**What is being asked**: Within the material, how many of the lines include the word "stack"? State only that number.

**Working data**:
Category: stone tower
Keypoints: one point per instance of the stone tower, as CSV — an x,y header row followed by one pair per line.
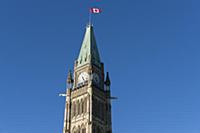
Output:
x,y
88,105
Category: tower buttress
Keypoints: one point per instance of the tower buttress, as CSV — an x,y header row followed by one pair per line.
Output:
x,y
88,106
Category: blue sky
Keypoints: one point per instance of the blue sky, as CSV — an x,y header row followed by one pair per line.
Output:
x,y
150,47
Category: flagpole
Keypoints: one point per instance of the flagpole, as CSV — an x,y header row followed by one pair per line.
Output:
x,y
90,17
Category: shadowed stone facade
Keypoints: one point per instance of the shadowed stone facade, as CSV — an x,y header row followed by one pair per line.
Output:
x,y
88,105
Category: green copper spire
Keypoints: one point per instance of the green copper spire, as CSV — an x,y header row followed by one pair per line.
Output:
x,y
89,51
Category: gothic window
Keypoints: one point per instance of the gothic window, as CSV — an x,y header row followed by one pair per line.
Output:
x,y
84,130
98,130
85,105
78,107
94,129
73,109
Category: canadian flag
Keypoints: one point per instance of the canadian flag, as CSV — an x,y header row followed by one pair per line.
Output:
x,y
95,10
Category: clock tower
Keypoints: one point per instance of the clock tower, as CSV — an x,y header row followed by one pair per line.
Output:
x,y
88,105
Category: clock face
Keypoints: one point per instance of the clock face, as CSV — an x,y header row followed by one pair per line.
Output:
x,y
96,78
84,76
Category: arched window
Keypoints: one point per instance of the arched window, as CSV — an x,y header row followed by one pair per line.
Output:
x,y
85,105
73,109
84,130
76,108
82,106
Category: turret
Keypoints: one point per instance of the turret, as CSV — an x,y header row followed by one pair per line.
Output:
x,y
70,80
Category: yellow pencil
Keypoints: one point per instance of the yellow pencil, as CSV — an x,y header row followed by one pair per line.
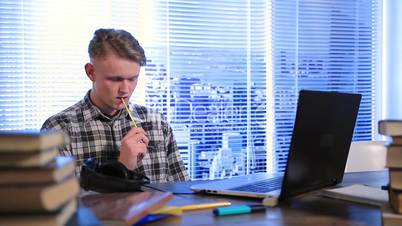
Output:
x,y
129,112
204,206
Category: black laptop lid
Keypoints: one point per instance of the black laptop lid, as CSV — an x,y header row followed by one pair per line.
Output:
x,y
320,142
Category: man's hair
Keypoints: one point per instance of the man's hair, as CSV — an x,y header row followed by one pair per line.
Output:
x,y
120,42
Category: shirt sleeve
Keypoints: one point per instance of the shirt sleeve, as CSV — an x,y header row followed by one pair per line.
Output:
x,y
54,123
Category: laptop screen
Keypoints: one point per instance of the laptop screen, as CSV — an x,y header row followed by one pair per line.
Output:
x,y
322,134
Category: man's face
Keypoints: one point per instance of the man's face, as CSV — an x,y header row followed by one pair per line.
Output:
x,y
113,78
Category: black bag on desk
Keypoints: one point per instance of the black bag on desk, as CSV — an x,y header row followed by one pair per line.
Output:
x,y
110,177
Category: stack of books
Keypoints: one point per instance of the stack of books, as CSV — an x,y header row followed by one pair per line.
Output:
x,y
37,187
392,215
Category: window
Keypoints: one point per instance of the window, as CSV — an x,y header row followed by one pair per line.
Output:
x,y
225,73
323,45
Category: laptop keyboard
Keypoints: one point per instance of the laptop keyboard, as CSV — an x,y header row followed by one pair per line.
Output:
x,y
261,186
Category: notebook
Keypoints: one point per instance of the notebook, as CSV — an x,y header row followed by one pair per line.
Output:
x,y
319,148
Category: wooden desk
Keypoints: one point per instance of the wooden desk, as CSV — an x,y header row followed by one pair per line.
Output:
x,y
309,209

**Output**: 2